• RECORDS
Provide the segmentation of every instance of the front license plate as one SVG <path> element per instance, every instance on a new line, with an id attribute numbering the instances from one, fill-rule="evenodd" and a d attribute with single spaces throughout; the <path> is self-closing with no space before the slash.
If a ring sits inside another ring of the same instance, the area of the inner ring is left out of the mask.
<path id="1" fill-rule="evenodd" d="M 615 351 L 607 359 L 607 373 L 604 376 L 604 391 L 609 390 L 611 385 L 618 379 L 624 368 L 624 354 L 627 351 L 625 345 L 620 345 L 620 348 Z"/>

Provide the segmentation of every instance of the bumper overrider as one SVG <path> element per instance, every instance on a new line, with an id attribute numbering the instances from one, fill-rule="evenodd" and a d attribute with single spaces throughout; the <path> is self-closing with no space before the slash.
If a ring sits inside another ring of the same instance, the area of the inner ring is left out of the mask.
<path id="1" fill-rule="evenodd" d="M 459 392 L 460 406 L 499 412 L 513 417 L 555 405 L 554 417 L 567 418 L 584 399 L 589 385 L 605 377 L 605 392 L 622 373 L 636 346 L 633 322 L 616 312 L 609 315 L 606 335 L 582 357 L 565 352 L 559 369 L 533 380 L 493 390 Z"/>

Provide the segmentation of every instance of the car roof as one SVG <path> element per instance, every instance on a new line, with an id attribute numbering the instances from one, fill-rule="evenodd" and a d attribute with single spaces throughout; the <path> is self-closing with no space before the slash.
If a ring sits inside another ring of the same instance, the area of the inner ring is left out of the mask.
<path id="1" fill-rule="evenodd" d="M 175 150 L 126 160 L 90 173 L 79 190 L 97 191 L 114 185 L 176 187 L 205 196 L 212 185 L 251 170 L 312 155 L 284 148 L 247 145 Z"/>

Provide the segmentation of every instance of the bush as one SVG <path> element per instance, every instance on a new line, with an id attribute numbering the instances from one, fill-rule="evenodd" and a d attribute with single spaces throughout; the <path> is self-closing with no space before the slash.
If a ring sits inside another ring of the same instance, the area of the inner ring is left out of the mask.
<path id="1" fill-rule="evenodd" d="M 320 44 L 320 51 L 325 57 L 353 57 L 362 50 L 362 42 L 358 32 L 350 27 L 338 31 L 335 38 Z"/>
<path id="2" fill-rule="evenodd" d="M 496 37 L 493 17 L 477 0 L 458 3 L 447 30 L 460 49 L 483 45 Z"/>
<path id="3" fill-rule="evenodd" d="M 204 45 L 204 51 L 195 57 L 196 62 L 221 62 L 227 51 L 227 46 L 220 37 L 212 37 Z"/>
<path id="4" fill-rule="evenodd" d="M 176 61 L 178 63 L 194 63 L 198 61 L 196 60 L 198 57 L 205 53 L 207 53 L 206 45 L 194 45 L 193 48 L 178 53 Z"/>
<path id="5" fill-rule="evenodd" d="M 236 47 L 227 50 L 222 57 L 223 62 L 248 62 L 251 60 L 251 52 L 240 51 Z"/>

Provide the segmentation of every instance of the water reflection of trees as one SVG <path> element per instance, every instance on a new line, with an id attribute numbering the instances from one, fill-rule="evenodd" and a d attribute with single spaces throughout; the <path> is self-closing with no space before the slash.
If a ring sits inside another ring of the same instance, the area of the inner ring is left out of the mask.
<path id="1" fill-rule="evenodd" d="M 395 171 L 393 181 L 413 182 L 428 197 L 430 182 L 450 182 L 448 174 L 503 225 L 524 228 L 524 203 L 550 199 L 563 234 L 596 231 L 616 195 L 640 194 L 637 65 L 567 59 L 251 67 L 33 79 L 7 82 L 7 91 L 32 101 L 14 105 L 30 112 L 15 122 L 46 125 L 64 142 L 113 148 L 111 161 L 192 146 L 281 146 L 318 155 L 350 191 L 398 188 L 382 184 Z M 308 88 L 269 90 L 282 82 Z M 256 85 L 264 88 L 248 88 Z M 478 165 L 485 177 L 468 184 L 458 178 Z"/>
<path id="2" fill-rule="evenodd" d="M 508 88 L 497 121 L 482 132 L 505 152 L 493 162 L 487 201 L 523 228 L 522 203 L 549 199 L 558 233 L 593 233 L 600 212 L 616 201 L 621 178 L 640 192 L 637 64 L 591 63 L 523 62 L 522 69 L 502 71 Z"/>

• THE PROBLEM
Output each line of the listing above that has "with".

• TASK SOLUTION
Provide the segmentation of every instance of the front license plate as one SVG <path> element per instance, every instance on a new line, with an id attribute numbering the instances from one, fill-rule="evenodd" and a d attribute with single spaces throughout; the <path> is self-closing with no space before the slash.
Provide the segmentation of every instance of the bumper overrider as one SVG <path> element per instance, every instance on a new line, with an id attribute numbering the instances from one, fill-rule="evenodd" and a d attribute with single spaces throughout; the <path> is self-closing with no space before the slash.
Provide the segmentation of every instance of the car roof as one SVG <path> element per instance, every instance on a new line, with an id attribute numbering the instances from one, fill-rule="evenodd" and a d attribute with single spaces throughout; the <path> is self-closing with no space before the slash.
Provide the segmentation of every instance of the bush as one SVG <path> element per instance, every instance on a new line, with an id attribute numbering the instances from one, fill-rule="evenodd" and a d attribute with single spaces throughout; the <path> is self-closing with no space before the slash.
Provide the segmentation of every instance of the water reflection of trees as one SVG <path> element per instance, every instance on a new line, with an id attribute numbering the instances from one, fill-rule="evenodd" and a d attribute with single spaces throughout; the <path> is self-closing with no space before the slash.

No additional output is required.